• [Data shown]:
....

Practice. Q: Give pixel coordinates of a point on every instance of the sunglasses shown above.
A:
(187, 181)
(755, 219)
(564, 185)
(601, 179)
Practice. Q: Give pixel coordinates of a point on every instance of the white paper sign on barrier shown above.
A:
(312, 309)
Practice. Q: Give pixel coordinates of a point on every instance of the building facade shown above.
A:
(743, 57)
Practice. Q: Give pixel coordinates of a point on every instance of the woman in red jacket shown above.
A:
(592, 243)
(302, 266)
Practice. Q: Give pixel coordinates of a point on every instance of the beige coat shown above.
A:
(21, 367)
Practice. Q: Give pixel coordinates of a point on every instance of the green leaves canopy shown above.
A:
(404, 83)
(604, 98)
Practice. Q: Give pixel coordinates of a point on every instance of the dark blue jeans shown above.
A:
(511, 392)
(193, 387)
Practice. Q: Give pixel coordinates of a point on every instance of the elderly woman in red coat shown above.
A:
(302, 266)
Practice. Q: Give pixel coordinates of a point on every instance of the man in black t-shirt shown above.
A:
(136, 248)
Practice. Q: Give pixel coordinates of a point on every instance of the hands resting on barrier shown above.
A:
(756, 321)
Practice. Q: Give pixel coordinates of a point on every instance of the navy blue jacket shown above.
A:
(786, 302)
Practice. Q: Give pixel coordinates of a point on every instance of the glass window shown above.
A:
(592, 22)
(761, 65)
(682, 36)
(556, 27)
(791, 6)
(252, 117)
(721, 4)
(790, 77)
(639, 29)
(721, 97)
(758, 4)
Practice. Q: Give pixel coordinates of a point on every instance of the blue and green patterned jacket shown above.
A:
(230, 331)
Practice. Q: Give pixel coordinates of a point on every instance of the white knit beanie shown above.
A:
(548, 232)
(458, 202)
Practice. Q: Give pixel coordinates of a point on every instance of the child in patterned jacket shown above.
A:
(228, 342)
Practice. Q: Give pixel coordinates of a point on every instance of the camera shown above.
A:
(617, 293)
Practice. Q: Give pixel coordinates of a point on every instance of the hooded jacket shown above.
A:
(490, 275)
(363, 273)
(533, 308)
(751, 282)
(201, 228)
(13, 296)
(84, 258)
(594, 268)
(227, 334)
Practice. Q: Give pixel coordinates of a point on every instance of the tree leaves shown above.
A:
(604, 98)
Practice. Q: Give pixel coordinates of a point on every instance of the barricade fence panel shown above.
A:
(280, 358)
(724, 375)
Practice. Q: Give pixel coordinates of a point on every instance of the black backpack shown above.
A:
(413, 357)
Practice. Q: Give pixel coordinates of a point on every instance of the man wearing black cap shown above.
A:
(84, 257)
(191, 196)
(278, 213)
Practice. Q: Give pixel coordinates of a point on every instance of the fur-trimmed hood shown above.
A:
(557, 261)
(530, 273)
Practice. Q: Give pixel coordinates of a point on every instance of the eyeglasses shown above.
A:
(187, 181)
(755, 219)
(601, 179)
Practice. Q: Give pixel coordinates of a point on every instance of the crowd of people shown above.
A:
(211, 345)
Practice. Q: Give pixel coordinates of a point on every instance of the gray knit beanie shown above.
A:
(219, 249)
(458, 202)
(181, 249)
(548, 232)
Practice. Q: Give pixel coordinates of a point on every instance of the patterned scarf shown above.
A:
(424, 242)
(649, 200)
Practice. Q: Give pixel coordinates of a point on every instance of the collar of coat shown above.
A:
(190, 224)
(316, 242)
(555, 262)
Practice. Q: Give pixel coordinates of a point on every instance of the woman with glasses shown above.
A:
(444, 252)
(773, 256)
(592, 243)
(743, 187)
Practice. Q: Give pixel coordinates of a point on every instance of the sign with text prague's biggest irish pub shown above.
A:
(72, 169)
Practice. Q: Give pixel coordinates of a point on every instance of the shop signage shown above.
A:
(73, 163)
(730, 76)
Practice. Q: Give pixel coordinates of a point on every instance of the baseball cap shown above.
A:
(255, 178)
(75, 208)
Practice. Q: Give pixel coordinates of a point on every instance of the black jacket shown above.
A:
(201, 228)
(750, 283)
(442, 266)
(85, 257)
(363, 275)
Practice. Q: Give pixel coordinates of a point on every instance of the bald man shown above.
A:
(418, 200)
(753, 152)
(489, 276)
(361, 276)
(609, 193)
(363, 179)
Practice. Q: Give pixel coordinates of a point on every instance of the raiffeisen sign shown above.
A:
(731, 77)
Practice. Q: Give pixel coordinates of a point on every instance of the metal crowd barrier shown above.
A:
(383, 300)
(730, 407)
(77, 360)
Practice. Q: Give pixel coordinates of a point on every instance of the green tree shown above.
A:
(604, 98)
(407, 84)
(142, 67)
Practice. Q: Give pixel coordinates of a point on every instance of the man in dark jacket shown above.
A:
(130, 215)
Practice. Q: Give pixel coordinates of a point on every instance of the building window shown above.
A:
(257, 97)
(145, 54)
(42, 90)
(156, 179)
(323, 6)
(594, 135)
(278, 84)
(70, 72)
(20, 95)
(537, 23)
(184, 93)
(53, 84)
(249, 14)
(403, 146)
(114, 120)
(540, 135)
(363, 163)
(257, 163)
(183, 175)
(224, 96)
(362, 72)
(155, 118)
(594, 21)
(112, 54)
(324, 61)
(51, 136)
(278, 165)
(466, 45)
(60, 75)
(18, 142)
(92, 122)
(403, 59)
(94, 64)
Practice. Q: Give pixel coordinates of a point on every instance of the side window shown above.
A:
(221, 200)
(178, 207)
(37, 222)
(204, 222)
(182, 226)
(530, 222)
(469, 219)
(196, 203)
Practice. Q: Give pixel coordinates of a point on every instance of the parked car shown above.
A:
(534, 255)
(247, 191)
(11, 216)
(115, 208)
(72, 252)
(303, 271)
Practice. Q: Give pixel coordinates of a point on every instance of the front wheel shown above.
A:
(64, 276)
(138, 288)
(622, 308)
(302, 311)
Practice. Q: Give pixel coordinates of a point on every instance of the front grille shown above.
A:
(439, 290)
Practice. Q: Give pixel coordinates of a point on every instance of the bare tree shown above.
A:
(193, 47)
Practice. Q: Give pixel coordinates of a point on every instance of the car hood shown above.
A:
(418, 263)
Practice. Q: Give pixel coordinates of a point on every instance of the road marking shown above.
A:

....

• [Work order]: Copy the entries exactly, leaving no line out.

• [Response below]:
Practice. Q: Give pixel coordinates of a point on every instance of the sunglasses shown above.
A:
(187, 181)
(755, 219)
(564, 185)
(601, 179)
Practice. Q: Give pixel coordinates of a point on every instance of the white paper sign on barrier shown above.
A:
(312, 309)
Practice. Q: Give pixel coordinates of a point on every instance of the building facade shown above.
A:
(743, 57)
Practice. Q: Give pixel coordinates of a point on every instance of the woman in red jacket shown above.
A:
(592, 243)
(302, 266)
Practice. Q: Give pixel coordinates of a point on every instance of the beige coat shown above.
A:
(21, 367)
Practice. Q: Give pixel coordinates of a point on every instance of the green leaves canopy shown above.
A:
(404, 83)
(604, 98)
Practice. Q: Give pixel coordinates of a point on every instance of the dark blue jeans shown above.
A:
(511, 392)
(193, 387)
Practice. Q: Give pixel coordinates of a point on every instance of the elderly woman in red coat shown above.
A:
(302, 266)
Practice. Q: Give pixel coordinates of a point on every instance of the man in black t-shirt shown above.
A:
(136, 248)
Practice. Q: Give pixel coordinates of a point on every instance of the hands resting on barrier shown above.
A:
(756, 321)
Practice. Q: Give pixel coordinates of a point on every instance of the navy blue jacket shown above.
A:
(786, 302)
Practice. Q: Give pixel coordinates of a point on every instance of the glass window shown above.
A:
(592, 22)
(761, 65)
(682, 36)
(556, 27)
(791, 6)
(252, 117)
(721, 4)
(790, 77)
(639, 29)
(721, 97)
(758, 4)
Practice. Q: Give pixel coordinates of a point on every instance of the blue and green patterned jacket shown above.
A:
(230, 331)
Practice. Q: Give pixel coordinates of a point on every instance of the white knit beanie shown above.
A:
(548, 232)
(458, 202)
Practice. Q: Give pixel coordinates of a point on every instance of the child in patterned jacket shown above.
A:
(228, 342)
Practice. Q: Give pixel coordinates of a point on every instance of the camera shown above.
A:
(617, 293)
Practice. Q: Give pixel coordinates of a point on every instance of the hooded jacket shown above.
A:
(490, 275)
(363, 273)
(533, 308)
(751, 282)
(201, 228)
(13, 296)
(84, 258)
(594, 268)
(227, 334)
Practice. Q: Give pixel coordinates of a point on every instance of the tree leaves shown above.
A:
(604, 98)
Practice. Q: Give pixel coordinates of a point on every instance of the barricade fence panel shown above.
A:
(280, 358)
(724, 375)
Practice. Q: Give pixel coordinates of a point on every instance of the black backpack shown above.
A:
(413, 357)
Practice. Q: Give pixel coordinates of a point on every instance of the man wearing black cap shown above.
A:
(84, 257)
(191, 196)
(278, 213)
Practice. Q: Give pixel coordinates of a point on every instance of the fur-trimmed hood shown above.
A:
(557, 261)
(530, 273)
Practice. Q: Give pixel coordinates of a point on every instance of the eyeglasses shown above.
A:
(187, 181)
(755, 219)
(601, 179)
Practice. Q: Give pixel coordinates of a point on every instance of the crowd of people shown above.
A:
(211, 345)
Practice. Q: Give pixel coordinates of a point on every instance of the gray knit beanie shown above.
A:
(219, 249)
(458, 202)
(181, 249)
(548, 232)
Practice. Q: Give pixel coordinates of a point on every instance of the patterned scarf shown above.
A:
(424, 242)
(649, 200)
Practice. Q: Give pixel coordinates of a point on every instance of the collar of coat shown above.
A:
(190, 224)
(316, 242)
(555, 262)
Practice. Q: Give pixel coordinates of a point on every instance of the woman with glasses shown above.
A:
(444, 252)
(773, 256)
(592, 243)
(743, 187)
Practice. Q: Give pixel coordinates of a point on every instance of the sign with text prague's biggest irish pub shown above.
A:
(72, 169)
Practice. Q: Give pixel coordinates of a point on every instance of the shop signage shown above.
A:
(73, 163)
(730, 76)
Practice. Q: Give pixel coordinates of a point on every instance of the baseball cap shown above.
A:
(255, 178)
(75, 208)
Practice. Q: Give pixel coordinates of a point on every instance of the black jacket shown above.
A:
(201, 228)
(750, 283)
(442, 266)
(85, 257)
(363, 275)
Practice. Q: Give pixel coordinates of a point on every instance of the bald man shown above.
A:
(418, 200)
(753, 152)
(489, 276)
(361, 276)
(609, 193)
(363, 179)
Practice. Q: Give pixel coordinates of a point on every instance of the raiffeisen sign shown above.
A:
(731, 77)
Practice. Q: Give pixel coordinates of a point on every instance of the metal crowd barrier shown above.
A:
(383, 300)
(730, 407)
(77, 360)
Practice. Q: Give pixel coordinates of a point on every instance of the green tree shown above.
A:
(604, 98)
(407, 84)
(142, 67)
Practice. Q: Give pixel coordinates of a point on every instance of the man in dark jacket shown above.
A:
(130, 215)
Practice. Q: Give pixel coordinates of a point on every instance of the building window shown above.
A:
(257, 97)
(145, 54)
(42, 90)
(156, 179)
(323, 6)
(594, 135)
(278, 84)
(70, 72)
(20, 95)
(537, 23)
(184, 93)
(53, 84)
(249, 14)
(403, 146)
(114, 120)
(540, 135)
(363, 163)
(257, 163)
(183, 175)
(224, 96)
(362, 72)
(155, 118)
(594, 21)
(112, 54)
(324, 61)
(51, 136)
(278, 165)
(466, 45)
(60, 75)
(18, 142)
(92, 122)
(403, 59)
(94, 64)
Practice. Q: Give pixel coordinates of a point on every instance of the side window shown above.
A:
(221, 200)
(178, 207)
(37, 222)
(204, 222)
(182, 226)
(530, 222)
(469, 219)
(196, 203)
Practice. Q: Give pixel coordinates of a point on every instance of the parked car shown above.
A:
(534, 255)
(247, 191)
(11, 216)
(115, 208)
(72, 252)
(303, 271)
Practice. Q: Give pixel coordinates of a point on every instance of the front wheel shown above.
A:
(64, 276)
(138, 288)
(622, 308)
(302, 311)
Practice. Q: Give pixel coordinates of a point on every instance of the front grille shown above.
A:
(439, 290)
Practice. Q: Give pixel coordinates of a point on every instance of the bare tree shown above.
A:
(193, 47)
Practice. Q: Give pixel coordinates of a point on every instance of the car hood shown above.
A:
(418, 263)
Practice. Q: Give pixel coordinates of a point on every instance of the road marking shown above.
A:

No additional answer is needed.